The records are to be copied in their entirety, exactly as given.

▶ **RECORDS TO USE**
------------
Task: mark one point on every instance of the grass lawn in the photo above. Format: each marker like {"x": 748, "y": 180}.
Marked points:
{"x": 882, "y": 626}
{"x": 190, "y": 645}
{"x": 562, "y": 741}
------------
▶ **SOLUTION TO THIS TASK**
Task: mark one point on every instance of the grass lawn in the photo above. Format: each marker like {"x": 748, "y": 180}.
Marked points:
{"x": 882, "y": 626}
{"x": 190, "y": 645}
{"x": 562, "y": 741}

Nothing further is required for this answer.